本文抜粋:
+---+

清水建設は26日、沿岸部で20メートル級の大津波に襲われても、人命を守り、建物の損傷を最小限に抑え、事業も継続できる津波避難ビル「アーチ・シェルター」を開発したと発表した。外観は楕円(だえん)の筒状構造で、建物が受ける波力を小さくし、大津波に耐える強度を持たせた。最大でビル入居者と避難者2400人の人命を守れるという。
同ビルは7階建てで、楕円の筒状の外壁と、内部に免震性能を持つビルを組み合わせた二重構造。津波と地震の双方に対応できるように工夫されている。
建設費用は、同規模の通常のビルと比べ約1.5~2倍かかる見込みだが、ビルの損傷が最小限で済むため、改修費用を抑えられるなどのメリットが期待できる。

+---+

取り組む課題:
上の津波避難ビルの記事を、最後の文の後から書き継いでください。

抽出した情報:
+---+

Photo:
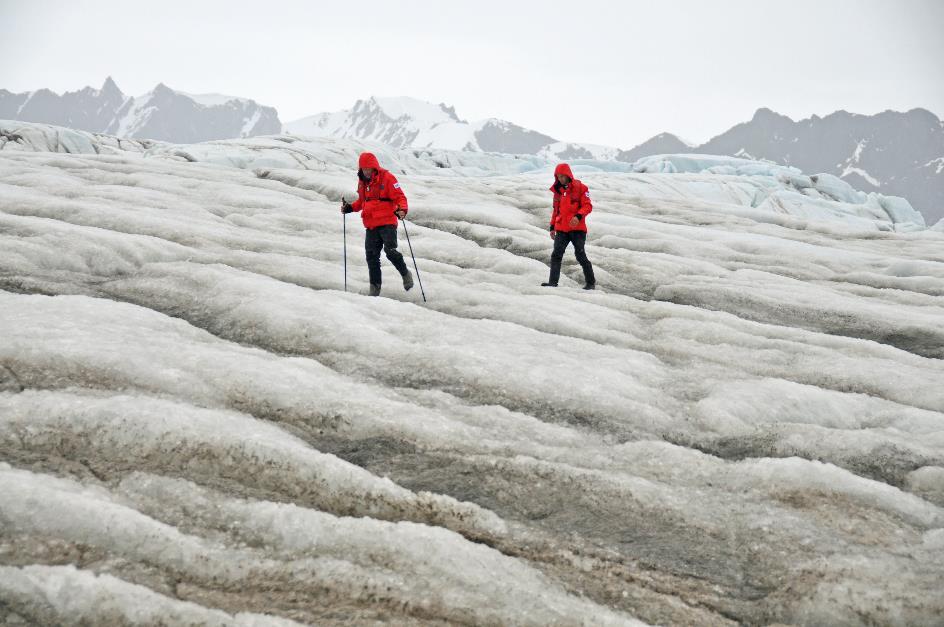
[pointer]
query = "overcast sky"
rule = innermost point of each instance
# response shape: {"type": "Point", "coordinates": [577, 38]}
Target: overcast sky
{"type": "Point", "coordinates": [604, 72]}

+---+

課題への解答:
このため、沿岸地域で、主に防災拠点となる事務所や医療施設、役所などの公共施設向けに提案していく。また、円墳状で震災がれきなどを活用できる避難場所「グリーン・マウンド」を先行開発しており、2つの建設技術を組み合わせた提案も行う方針だ。
同社によると、全国に約4000棟ある津波避難ビルのうち、地震強度が不明なビルが2割を占める。アーチ・シェルターの開発は、津波避難ビルの適切なあり方を問う意味も持たせたという。